» **Exercise prompt**
Set down exactly the lines from the one containing "Each instance of the ground cover" through the last line of the records below, both included, and nothing else.

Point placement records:
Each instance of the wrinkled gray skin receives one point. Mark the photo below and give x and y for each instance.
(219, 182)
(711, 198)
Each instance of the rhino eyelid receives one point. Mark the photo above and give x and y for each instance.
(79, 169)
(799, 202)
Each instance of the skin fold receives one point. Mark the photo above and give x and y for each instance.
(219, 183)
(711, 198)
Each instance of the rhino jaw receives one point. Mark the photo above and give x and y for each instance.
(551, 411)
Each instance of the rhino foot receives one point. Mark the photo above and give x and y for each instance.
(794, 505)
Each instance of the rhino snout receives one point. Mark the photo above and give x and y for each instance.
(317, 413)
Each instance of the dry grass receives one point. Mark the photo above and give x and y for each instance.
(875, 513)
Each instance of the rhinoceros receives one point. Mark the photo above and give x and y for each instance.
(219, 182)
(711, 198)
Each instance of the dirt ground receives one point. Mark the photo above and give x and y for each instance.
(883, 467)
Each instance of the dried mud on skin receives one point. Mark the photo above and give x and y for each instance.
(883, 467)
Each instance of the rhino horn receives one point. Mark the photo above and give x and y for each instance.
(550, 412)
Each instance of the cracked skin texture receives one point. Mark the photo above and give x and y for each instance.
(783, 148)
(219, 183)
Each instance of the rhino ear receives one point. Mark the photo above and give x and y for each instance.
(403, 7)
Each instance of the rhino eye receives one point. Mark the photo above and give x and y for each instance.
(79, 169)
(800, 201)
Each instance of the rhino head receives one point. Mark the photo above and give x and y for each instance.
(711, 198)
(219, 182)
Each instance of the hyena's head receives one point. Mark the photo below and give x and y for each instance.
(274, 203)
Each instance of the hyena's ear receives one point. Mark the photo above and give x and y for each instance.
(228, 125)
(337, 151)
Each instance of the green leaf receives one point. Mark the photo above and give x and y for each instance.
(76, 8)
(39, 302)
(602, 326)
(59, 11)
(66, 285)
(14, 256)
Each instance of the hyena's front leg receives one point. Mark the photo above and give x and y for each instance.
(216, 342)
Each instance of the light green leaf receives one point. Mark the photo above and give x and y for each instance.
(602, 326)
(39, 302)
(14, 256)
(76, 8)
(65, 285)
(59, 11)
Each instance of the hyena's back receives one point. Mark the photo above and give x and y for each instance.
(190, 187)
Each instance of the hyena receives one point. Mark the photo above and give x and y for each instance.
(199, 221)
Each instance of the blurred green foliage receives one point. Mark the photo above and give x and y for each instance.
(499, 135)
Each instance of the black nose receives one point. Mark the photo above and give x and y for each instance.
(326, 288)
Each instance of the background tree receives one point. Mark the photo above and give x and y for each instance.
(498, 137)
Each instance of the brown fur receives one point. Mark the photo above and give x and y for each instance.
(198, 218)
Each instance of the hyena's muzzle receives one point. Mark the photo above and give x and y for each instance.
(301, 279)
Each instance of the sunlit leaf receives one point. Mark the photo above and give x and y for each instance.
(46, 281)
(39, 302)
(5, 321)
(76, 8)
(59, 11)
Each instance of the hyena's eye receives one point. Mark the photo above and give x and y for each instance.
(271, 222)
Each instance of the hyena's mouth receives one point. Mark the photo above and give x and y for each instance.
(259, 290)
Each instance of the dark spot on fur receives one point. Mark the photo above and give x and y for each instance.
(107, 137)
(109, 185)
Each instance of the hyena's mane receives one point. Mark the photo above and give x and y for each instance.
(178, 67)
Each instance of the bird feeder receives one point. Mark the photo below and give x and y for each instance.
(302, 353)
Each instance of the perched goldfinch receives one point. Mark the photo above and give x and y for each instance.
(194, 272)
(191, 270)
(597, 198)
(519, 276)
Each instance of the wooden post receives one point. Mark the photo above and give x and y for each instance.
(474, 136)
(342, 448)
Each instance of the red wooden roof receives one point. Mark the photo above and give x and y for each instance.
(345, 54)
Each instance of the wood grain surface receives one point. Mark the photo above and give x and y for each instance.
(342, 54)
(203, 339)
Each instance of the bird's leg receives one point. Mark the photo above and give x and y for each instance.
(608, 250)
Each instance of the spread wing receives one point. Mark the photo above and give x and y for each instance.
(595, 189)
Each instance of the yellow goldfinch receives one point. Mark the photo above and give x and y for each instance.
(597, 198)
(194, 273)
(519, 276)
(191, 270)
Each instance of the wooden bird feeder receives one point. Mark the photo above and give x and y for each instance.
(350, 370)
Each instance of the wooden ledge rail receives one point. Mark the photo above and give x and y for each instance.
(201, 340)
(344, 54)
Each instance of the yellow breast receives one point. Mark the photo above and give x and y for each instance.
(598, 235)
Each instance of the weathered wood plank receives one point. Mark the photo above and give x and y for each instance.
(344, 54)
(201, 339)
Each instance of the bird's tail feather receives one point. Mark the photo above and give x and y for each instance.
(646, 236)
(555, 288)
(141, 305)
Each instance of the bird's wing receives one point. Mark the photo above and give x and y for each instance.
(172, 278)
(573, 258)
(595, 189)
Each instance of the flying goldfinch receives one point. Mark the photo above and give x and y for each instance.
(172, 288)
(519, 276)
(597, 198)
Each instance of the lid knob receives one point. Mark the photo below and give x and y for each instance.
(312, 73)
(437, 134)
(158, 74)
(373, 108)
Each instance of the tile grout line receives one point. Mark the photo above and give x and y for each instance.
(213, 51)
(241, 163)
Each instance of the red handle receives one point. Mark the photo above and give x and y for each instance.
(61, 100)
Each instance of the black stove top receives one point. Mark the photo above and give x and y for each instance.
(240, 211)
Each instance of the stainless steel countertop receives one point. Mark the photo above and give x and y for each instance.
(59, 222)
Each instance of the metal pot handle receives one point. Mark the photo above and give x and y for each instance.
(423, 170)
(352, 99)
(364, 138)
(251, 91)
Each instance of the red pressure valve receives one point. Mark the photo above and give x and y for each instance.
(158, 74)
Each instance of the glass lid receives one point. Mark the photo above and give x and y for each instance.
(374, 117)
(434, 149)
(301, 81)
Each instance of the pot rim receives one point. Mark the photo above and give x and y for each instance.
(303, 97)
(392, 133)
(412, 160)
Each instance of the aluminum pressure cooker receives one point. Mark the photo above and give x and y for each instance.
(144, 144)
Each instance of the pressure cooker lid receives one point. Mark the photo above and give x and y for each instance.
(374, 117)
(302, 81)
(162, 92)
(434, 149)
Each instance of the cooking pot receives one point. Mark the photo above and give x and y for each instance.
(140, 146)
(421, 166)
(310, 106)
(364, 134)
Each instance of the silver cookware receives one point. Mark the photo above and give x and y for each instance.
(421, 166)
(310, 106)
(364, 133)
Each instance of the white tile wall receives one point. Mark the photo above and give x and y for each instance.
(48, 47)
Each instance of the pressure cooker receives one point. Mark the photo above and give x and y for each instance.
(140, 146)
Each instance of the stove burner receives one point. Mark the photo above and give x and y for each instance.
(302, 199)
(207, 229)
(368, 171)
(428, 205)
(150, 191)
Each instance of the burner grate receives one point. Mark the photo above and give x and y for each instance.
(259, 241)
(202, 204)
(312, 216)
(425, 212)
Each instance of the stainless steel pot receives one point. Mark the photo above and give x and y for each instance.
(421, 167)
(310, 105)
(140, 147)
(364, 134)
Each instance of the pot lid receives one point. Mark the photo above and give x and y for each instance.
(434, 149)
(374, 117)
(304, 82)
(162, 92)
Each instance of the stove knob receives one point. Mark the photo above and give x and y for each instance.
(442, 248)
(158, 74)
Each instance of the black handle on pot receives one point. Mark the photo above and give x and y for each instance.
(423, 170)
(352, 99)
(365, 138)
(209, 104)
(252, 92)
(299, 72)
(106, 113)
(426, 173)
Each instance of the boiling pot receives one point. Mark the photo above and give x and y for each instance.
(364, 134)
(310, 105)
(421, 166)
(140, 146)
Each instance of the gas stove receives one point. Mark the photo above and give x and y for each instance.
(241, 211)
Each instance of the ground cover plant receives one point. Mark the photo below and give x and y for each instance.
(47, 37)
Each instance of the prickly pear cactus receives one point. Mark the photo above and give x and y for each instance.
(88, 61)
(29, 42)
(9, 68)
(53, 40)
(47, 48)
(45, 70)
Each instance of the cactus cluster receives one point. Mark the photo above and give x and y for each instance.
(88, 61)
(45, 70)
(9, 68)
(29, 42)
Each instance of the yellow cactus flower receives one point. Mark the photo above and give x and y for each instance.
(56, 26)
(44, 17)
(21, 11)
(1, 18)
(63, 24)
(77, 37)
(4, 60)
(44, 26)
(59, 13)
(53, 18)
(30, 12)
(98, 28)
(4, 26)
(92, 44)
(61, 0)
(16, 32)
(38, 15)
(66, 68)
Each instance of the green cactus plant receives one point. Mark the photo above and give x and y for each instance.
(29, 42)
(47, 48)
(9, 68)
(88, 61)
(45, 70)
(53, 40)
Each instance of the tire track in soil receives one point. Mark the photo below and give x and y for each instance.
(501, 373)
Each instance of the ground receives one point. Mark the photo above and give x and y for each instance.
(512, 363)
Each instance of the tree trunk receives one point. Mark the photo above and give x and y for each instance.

» **Solution**
Each instance of the ground cover plant receives one point. Mark the photo below and give x and y for each instance.
(47, 37)
Each instance of the prickly pear cactus receives one point. Mark the photo above and give x and y for each instance.
(88, 61)
(29, 42)
(9, 68)
(53, 40)
(47, 48)
(45, 70)
Each instance of the cactus cluster receives one point. Mark the photo above and give x and y for each instance.
(88, 61)
(45, 70)
(9, 68)
(29, 42)
Each instance of the yellow cactus flower receives one point. Mark the photo above and give x and y for each instance.
(56, 26)
(44, 17)
(21, 11)
(1, 18)
(63, 24)
(77, 37)
(4, 60)
(44, 26)
(59, 13)
(53, 18)
(30, 12)
(98, 28)
(4, 26)
(92, 44)
(61, 0)
(16, 32)
(38, 15)
(66, 68)
Each instance of the green cactus plant receives one point. Mark the photo above and give x and y for each instance.
(29, 42)
(47, 48)
(9, 68)
(88, 61)
(45, 70)
(53, 40)
Each instance of the tire track in soil receives one point. Mark the photo below and give x and y for each instance.
(501, 373)
Each instance of the ground receives one point. Mark the photo above and give x and y for each instance.
(512, 363)
Each instance of the tree trunk receives one point. Mark the photo above and give x and y for each instance.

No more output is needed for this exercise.